It's a convenient shortcut that surfaces all the time though: "You'll find me at my desk!" (obviously not yours neither, but having to use a periphrasis would be somewhat annoying)
(coincidentally, my work laptop, which I chose, belongs to the company but went straight from the manufacturer to my home and I installed the OS and everything myself, and no piece of proprietary software from the company lives in it. I know I'm incredibly lucky on this.)
That varies wildly by jurisdiction. The article describes the various prerequisites in a couple of Australian states/territories (most of whom include advanced notice), and in the EU it goes even further than that, requiring advanced notice and having severe limitations in what your employer can actually monitor. An example court case:
> On September 5, 2017, the Grand Chamber of the European Court of Human Rights (ECtHR) ruled that a private company's decision to dismiss an employee, after monitoring and accessing his instant messages sent from the workplace, violated the employee's right to respect for private and family life
To elobarate on that, the hurdles for monitoring employees are really high. It is always illegal to do it secretly and conversations etc are considered private even if you're in the office and talk with collegues. Also worker's councils hate that stuff and a company would have a really bad time with theirs.
Exactly this... There are numerous stories of people having their boss call them and ask them about something they're doing that they would only know if watching on video. Apparently this was somewhat common as remote work became common among during COVID where women employees would have their boss spy on them remotely via video and they would realize it because the boss would say some offhanded comment that they wouldn't have known if they weren't watching through the webcam.
I do not use my work computer for much outside of work... However, when traveling for work or other times I will 100% do personal things on my computer. Even though I'm devops/sysadmin and had admin rights to disable applications from accessing my macbooks webcam I knew they could override it at anytime they wanted. So I also purchased covers for the webcam & never trusted that I wasn't being spied on via microphone. But any company that does that stuff is just terrible and it's not the way to get the best out of your employees. I am much more likely to put in a lot of extra time outside of work if I can mix in my personal browsing with my work.
Where I live, no, they don't have to tell you. Because they are not allowed to in the forstvolace. If they are allowed, and do, it is a rare exception that is handled a lot like search warrants, and they require reasonable suspicion of the emoloyee doing something fishy (stealing data, cheating with hours...).

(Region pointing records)

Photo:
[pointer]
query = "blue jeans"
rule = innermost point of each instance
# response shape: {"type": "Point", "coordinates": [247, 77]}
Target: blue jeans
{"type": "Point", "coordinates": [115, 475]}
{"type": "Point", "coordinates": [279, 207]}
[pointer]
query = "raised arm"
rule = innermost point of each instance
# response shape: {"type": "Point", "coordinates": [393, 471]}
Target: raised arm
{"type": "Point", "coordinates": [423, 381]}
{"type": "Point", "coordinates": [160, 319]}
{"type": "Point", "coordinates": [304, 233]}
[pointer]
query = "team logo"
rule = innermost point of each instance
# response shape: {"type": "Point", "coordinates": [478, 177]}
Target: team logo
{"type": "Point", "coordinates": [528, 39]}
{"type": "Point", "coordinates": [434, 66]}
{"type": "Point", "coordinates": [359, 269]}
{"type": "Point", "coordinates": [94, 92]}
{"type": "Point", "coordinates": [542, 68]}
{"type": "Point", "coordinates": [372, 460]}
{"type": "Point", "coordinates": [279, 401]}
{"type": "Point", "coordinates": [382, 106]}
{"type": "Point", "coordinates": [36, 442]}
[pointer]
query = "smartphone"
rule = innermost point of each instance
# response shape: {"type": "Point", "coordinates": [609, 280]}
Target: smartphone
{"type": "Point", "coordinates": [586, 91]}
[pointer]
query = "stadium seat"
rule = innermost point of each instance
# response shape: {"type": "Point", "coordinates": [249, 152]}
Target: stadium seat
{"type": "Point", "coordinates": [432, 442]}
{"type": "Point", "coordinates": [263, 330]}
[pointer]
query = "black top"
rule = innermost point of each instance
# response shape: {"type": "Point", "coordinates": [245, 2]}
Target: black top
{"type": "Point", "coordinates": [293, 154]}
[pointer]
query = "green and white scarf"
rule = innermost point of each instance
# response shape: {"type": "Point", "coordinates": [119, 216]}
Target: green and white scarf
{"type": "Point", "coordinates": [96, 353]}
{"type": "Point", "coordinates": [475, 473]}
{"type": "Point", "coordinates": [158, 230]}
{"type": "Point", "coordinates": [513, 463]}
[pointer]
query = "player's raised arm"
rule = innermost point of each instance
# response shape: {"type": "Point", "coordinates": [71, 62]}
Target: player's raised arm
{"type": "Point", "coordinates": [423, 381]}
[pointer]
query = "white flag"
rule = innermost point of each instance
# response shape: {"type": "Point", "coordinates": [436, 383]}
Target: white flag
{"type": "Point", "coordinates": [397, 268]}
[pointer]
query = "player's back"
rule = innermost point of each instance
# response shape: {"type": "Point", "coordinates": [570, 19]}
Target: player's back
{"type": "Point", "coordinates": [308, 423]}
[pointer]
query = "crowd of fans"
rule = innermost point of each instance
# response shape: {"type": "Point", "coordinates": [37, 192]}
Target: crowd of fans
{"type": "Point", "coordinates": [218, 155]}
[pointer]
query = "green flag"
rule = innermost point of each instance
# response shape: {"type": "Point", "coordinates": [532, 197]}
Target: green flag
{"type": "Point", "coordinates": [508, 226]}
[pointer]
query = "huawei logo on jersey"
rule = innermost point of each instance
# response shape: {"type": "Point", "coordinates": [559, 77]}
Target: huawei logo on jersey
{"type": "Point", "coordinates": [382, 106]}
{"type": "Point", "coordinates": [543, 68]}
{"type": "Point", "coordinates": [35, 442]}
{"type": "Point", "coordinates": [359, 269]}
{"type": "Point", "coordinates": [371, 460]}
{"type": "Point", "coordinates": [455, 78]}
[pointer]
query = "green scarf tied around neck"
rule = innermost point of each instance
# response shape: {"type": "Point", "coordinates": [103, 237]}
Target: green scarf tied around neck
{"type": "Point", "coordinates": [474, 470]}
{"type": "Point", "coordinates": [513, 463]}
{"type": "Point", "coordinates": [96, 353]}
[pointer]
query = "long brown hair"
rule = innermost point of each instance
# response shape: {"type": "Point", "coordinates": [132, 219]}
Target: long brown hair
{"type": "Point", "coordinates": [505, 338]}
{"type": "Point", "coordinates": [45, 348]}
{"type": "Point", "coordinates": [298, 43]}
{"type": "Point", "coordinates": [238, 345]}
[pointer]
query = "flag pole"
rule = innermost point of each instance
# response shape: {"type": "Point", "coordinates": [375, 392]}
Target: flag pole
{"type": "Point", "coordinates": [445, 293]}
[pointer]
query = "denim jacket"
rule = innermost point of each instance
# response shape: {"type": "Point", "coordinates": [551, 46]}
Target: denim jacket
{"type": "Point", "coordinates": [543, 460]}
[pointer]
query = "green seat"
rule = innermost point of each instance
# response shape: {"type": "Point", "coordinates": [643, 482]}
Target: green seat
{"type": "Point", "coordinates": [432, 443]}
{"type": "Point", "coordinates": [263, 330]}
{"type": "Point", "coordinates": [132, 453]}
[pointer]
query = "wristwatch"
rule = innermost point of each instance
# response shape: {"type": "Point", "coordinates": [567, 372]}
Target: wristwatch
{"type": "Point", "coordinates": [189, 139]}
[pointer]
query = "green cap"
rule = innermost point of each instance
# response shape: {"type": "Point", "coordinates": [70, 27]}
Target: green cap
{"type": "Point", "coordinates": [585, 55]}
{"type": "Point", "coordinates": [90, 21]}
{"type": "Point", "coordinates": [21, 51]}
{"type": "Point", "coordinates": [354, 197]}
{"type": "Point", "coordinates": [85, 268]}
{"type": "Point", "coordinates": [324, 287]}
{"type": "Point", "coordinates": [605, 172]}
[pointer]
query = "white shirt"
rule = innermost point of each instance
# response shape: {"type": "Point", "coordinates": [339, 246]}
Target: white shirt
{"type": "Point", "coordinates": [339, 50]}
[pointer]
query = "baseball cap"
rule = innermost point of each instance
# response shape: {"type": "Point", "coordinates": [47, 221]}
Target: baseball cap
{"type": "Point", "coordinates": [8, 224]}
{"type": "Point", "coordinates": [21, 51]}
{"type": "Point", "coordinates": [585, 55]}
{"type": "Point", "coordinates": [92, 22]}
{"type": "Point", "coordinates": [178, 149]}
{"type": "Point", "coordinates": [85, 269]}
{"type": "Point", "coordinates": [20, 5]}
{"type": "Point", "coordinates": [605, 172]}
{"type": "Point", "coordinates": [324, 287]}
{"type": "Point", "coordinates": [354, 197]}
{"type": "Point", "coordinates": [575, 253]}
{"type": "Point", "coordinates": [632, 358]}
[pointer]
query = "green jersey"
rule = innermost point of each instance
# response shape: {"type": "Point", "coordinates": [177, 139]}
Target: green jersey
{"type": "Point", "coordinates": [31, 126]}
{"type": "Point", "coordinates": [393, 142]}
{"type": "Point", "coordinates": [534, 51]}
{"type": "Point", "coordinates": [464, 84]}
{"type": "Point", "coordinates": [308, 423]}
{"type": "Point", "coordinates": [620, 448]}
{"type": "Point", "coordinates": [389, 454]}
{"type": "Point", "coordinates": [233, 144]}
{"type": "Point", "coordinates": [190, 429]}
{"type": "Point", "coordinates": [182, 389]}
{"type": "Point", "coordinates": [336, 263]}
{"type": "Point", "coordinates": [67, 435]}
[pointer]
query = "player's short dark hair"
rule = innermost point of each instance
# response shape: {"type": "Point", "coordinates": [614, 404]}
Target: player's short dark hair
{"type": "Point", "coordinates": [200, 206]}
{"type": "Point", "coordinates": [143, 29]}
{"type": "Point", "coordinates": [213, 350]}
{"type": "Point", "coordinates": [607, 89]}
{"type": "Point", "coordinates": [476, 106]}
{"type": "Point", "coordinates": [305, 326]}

● **Aim of the exercise**: Copy everything from "Exactly this... There" down to "through the webcam." in the text on workplace monitoring, switching "boss" to "manager". The records have nothing to do with this.

● **Written response**:
Exactly this... There are numerous stories of people having their manager call them and ask them about something they're doing that they would only know if watching on video. Apparently this was somewhat common as remote work became common among during COVID where women employees would have their manager spy on them remotely via video and they would realize it because the manager would say some offhanded comment that they wouldn't have known if they weren't watching through the webcam.